[Point-labeling examples]
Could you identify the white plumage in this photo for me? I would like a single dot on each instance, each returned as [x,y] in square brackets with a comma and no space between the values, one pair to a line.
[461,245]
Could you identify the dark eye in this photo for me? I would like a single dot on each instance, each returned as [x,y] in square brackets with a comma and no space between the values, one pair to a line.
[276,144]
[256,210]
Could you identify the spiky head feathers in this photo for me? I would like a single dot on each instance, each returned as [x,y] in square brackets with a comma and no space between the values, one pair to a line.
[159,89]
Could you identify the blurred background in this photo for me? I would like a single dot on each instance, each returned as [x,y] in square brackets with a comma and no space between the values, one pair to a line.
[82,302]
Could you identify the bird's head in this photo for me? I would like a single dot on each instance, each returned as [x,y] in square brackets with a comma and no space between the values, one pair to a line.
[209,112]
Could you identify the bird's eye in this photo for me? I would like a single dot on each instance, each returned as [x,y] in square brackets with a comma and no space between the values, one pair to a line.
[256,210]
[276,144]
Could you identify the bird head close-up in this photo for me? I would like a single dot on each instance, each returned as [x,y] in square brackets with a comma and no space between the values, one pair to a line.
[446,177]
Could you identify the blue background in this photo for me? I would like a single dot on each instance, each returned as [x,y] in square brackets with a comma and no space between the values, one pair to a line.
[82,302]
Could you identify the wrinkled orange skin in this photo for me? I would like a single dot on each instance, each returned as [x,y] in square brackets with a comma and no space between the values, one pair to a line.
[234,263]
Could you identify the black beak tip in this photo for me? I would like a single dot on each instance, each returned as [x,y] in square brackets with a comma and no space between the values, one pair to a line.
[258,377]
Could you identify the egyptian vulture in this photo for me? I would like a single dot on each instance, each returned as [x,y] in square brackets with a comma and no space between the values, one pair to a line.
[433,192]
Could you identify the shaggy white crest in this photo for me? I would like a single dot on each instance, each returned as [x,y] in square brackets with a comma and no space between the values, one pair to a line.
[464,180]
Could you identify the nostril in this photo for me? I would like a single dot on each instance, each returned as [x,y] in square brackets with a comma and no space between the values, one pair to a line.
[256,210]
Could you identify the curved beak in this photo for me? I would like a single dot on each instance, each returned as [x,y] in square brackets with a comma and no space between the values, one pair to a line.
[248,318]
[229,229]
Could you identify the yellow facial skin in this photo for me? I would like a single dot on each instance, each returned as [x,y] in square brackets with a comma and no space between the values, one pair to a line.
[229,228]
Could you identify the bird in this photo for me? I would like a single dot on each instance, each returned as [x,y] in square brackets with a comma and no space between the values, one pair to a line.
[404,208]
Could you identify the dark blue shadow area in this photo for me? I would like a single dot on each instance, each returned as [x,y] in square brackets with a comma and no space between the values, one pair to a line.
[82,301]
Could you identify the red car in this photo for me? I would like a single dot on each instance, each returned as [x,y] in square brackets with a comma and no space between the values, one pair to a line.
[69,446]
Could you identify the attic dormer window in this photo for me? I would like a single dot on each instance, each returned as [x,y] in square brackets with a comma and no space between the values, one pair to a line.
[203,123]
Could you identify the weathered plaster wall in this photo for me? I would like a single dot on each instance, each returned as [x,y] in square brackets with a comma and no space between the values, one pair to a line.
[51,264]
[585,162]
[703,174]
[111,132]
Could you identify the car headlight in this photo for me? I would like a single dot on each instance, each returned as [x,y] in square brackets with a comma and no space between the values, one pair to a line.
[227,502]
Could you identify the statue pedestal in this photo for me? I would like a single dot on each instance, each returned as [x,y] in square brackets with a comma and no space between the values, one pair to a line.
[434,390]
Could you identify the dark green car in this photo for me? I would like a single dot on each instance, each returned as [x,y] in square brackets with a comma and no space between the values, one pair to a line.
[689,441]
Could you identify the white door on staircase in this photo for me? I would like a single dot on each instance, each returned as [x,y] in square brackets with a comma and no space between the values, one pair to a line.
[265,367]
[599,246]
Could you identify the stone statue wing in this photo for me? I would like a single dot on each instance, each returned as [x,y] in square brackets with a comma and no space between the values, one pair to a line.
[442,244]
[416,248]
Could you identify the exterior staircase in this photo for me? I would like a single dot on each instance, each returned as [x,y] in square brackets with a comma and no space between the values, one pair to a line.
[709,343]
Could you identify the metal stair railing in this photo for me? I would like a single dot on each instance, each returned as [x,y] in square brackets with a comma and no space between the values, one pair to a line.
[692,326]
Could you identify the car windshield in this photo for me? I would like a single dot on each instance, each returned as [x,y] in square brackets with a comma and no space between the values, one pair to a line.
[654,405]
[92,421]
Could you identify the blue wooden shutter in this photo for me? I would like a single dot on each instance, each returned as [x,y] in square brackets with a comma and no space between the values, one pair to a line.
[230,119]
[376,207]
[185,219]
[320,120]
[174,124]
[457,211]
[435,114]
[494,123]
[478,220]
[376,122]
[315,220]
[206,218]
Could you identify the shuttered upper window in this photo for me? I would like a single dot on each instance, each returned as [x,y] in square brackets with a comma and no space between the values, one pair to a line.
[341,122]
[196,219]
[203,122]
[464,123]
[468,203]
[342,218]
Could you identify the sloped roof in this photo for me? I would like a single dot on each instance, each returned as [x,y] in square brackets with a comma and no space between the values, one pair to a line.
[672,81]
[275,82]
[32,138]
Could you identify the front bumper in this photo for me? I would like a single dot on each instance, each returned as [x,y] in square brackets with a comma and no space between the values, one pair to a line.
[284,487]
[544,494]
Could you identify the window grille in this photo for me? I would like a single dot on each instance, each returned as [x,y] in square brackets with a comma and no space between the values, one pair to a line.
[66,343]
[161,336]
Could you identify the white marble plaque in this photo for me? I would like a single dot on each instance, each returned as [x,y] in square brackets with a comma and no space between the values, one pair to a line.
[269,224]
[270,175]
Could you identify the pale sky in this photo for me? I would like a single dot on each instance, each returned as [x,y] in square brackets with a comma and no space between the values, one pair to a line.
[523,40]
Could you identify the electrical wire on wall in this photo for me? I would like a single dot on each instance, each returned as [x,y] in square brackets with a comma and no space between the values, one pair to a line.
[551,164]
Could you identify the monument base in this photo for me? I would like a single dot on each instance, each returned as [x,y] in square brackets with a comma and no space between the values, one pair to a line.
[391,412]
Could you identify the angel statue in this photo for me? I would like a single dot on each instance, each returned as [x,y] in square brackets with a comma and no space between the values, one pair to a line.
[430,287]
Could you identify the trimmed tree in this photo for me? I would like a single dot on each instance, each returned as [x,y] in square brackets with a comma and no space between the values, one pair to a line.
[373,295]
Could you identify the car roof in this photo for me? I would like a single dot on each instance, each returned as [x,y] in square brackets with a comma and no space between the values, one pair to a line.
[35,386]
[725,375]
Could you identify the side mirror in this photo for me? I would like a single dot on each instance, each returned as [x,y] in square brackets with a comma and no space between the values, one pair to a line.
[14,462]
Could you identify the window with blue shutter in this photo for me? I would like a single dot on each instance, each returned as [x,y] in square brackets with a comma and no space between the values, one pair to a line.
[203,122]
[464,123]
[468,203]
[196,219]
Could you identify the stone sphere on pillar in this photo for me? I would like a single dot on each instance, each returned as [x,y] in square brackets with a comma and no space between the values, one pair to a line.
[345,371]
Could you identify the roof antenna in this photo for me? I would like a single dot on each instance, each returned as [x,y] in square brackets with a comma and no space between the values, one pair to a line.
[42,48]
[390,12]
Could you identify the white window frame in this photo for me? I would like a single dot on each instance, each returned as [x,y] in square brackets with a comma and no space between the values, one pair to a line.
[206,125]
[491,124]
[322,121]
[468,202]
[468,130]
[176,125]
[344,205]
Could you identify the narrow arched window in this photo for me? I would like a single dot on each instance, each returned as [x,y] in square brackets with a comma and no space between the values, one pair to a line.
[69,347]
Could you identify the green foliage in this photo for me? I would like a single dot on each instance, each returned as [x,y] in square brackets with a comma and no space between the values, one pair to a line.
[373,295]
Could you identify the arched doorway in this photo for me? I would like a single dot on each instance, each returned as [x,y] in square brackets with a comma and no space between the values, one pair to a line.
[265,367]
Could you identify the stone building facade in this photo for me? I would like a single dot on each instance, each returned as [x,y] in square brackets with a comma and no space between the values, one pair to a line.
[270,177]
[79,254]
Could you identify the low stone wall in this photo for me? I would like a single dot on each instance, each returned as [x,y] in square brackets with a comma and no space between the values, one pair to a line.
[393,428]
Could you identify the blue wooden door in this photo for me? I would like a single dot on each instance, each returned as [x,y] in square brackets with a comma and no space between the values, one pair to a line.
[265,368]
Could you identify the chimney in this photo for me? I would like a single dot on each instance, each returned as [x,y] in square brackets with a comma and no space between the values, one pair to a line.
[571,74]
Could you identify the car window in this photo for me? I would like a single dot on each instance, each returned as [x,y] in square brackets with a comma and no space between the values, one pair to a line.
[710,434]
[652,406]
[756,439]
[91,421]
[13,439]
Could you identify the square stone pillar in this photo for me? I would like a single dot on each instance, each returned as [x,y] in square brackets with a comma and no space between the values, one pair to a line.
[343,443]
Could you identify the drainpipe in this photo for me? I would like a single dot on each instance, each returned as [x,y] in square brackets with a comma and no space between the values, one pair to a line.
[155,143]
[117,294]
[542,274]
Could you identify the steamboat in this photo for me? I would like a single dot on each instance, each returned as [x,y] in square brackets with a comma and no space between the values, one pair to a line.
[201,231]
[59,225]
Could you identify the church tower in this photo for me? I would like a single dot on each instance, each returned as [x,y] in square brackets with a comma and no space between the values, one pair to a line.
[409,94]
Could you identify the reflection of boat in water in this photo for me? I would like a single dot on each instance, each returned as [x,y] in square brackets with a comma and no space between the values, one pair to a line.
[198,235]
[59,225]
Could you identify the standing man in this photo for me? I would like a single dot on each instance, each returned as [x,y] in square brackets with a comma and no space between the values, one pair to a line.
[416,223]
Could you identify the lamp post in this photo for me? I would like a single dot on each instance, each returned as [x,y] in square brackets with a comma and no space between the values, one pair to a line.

PROMPT: Can you reproduce word for word the stretch of items from the line containing "Could you identify the church" through the end of the items?

SOLUTION FOR THIS TASK:
Could you identify the church tower in this photo for me? I would like a single dot on each instance, each returned as [x,y] in square brackets with a comma and no space between the values, one pair to a line.
[409,94]
Could you identify the reflection of boat in water in this photo for me? I would like a single dot on each instance, each returned as [x,y] in square brackets with a comma and no space between the values, one pair to a line.
[198,235]
[59,225]
Could you identify the standing man in this photo for me? I would like a single dot on each instance, each returned as [x,y] in square brackets with a comma and no space between the values, one pair to a line.
[416,223]
Could you identify the lamp post in this photo for me? I would like a single dot on each instance, each returned as [x,y] in square brackets with a comma and no space between the values, one pair to a line.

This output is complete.